_DATA RECORDS_:
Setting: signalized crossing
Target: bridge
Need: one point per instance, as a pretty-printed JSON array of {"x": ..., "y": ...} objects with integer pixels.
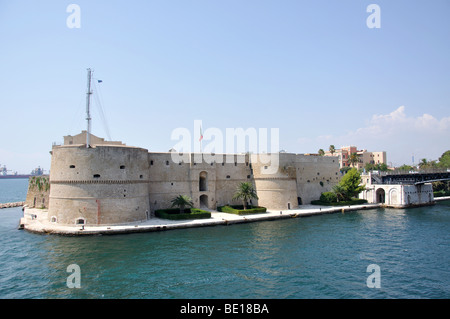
[
  {"x": 401, "y": 189},
  {"x": 412, "y": 178}
]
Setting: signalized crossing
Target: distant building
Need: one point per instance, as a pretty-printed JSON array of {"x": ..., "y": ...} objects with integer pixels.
[
  {"x": 364, "y": 157},
  {"x": 110, "y": 183}
]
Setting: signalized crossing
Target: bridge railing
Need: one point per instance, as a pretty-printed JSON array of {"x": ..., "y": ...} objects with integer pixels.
[{"x": 402, "y": 172}]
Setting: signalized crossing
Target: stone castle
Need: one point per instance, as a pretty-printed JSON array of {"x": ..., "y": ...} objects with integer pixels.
[{"x": 111, "y": 183}]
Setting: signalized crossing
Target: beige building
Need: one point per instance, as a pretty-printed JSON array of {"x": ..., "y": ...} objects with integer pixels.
[
  {"x": 364, "y": 157},
  {"x": 111, "y": 183}
]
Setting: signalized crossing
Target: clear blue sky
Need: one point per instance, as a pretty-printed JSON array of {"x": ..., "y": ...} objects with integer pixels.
[{"x": 313, "y": 69}]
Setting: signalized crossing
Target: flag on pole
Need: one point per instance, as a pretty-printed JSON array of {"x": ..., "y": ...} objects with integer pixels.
[{"x": 201, "y": 135}]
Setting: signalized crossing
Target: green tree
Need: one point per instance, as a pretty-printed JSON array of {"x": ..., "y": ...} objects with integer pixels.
[
  {"x": 406, "y": 168},
  {"x": 444, "y": 160},
  {"x": 350, "y": 184},
  {"x": 339, "y": 191},
  {"x": 353, "y": 159},
  {"x": 245, "y": 192},
  {"x": 182, "y": 201}
]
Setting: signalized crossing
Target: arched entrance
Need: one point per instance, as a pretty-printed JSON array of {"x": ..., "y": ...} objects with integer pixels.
[
  {"x": 203, "y": 182},
  {"x": 381, "y": 195},
  {"x": 204, "y": 201}
]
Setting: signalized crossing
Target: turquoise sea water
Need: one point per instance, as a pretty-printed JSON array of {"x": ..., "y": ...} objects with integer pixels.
[{"x": 315, "y": 257}]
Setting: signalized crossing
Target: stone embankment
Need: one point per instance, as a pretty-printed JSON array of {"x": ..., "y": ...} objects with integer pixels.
[{"x": 9, "y": 205}]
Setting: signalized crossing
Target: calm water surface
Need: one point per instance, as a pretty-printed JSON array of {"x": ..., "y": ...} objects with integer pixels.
[{"x": 315, "y": 257}]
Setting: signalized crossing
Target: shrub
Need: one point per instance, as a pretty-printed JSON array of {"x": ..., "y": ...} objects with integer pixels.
[
  {"x": 328, "y": 197},
  {"x": 239, "y": 209},
  {"x": 174, "y": 214}
]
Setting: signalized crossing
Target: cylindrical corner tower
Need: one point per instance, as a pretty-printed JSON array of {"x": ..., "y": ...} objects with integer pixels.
[{"x": 102, "y": 185}]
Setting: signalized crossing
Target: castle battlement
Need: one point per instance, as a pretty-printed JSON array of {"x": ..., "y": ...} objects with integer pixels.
[{"x": 112, "y": 183}]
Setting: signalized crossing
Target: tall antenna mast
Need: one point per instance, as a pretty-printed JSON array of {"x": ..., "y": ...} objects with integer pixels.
[{"x": 88, "y": 114}]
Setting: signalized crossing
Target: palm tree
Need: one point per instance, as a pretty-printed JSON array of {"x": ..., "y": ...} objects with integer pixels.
[
  {"x": 245, "y": 192},
  {"x": 182, "y": 201},
  {"x": 340, "y": 192},
  {"x": 332, "y": 149}
]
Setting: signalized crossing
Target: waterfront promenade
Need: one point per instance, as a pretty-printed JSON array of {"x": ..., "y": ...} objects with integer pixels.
[{"x": 36, "y": 220}]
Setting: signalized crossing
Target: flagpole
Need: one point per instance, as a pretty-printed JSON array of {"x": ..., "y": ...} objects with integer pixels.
[
  {"x": 200, "y": 139},
  {"x": 88, "y": 114}
]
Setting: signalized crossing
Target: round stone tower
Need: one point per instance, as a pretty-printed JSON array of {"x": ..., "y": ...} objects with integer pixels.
[{"x": 101, "y": 185}]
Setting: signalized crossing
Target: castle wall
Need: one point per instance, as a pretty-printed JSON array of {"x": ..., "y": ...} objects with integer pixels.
[
  {"x": 169, "y": 178},
  {"x": 100, "y": 185},
  {"x": 315, "y": 175},
  {"x": 112, "y": 184},
  {"x": 38, "y": 192}
]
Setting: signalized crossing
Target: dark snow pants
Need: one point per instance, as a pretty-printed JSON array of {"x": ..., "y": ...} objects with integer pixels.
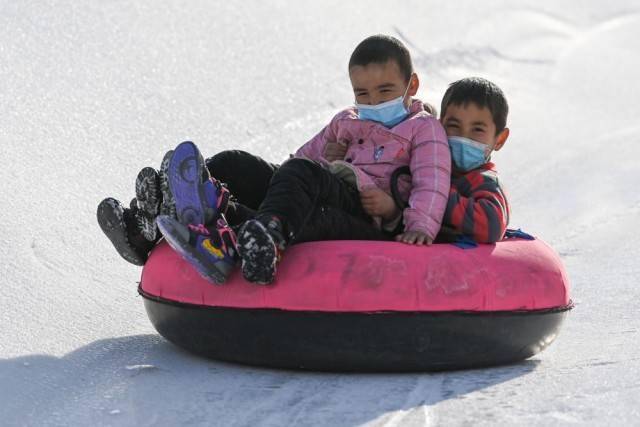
[{"x": 314, "y": 204}]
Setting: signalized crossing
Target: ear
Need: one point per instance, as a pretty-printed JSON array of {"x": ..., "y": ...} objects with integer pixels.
[
  {"x": 501, "y": 139},
  {"x": 414, "y": 84}
]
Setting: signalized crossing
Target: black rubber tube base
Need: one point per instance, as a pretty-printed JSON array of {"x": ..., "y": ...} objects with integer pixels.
[{"x": 355, "y": 342}]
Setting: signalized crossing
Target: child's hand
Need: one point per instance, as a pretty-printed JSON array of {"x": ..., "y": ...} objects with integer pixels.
[
  {"x": 417, "y": 237},
  {"x": 378, "y": 203},
  {"x": 335, "y": 150}
]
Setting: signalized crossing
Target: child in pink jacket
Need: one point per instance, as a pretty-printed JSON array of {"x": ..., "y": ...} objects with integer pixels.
[{"x": 345, "y": 170}]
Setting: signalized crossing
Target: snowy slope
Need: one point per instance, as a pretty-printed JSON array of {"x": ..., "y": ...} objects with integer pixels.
[{"x": 92, "y": 91}]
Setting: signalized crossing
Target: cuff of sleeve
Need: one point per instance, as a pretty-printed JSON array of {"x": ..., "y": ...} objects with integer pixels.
[
  {"x": 416, "y": 221},
  {"x": 392, "y": 224}
]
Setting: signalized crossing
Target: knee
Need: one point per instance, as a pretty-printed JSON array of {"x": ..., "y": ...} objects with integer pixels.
[
  {"x": 222, "y": 160},
  {"x": 299, "y": 168}
]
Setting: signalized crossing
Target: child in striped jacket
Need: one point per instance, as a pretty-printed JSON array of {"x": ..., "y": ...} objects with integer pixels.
[{"x": 474, "y": 114}]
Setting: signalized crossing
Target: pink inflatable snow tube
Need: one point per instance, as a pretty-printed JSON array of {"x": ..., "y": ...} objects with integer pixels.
[
  {"x": 356, "y": 276},
  {"x": 368, "y": 306}
]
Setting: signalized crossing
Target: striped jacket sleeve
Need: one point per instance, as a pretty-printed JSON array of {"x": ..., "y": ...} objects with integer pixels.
[{"x": 477, "y": 206}]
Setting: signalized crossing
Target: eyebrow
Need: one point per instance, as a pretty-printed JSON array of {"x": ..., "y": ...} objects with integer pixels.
[{"x": 382, "y": 86}]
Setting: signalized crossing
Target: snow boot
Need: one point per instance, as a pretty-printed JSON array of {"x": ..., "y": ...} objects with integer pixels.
[
  {"x": 189, "y": 190},
  {"x": 260, "y": 243},
  {"x": 122, "y": 227},
  {"x": 211, "y": 250},
  {"x": 149, "y": 198}
]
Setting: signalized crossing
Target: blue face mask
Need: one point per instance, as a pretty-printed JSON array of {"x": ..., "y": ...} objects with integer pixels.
[
  {"x": 466, "y": 153},
  {"x": 388, "y": 113}
]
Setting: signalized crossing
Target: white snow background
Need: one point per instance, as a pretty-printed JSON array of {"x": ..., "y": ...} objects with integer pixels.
[{"x": 92, "y": 91}]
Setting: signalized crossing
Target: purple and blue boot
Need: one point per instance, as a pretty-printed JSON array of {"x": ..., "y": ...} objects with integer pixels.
[
  {"x": 188, "y": 191},
  {"x": 211, "y": 250}
]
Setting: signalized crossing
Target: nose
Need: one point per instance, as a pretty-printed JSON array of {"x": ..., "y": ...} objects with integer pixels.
[{"x": 376, "y": 99}]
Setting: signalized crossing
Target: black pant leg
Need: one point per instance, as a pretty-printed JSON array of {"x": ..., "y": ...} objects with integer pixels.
[
  {"x": 300, "y": 187},
  {"x": 329, "y": 223},
  {"x": 246, "y": 176}
]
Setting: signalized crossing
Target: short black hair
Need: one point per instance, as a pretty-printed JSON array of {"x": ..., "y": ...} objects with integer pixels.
[
  {"x": 379, "y": 49},
  {"x": 481, "y": 92}
]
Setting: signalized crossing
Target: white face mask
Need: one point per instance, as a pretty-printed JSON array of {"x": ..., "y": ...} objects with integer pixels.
[{"x": 389, "y": 113}]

_OBJECTIVE_:
Tally the lines of the items above that contain the string "boot". Give only the number.

_EXERCISE ANSWER_:
2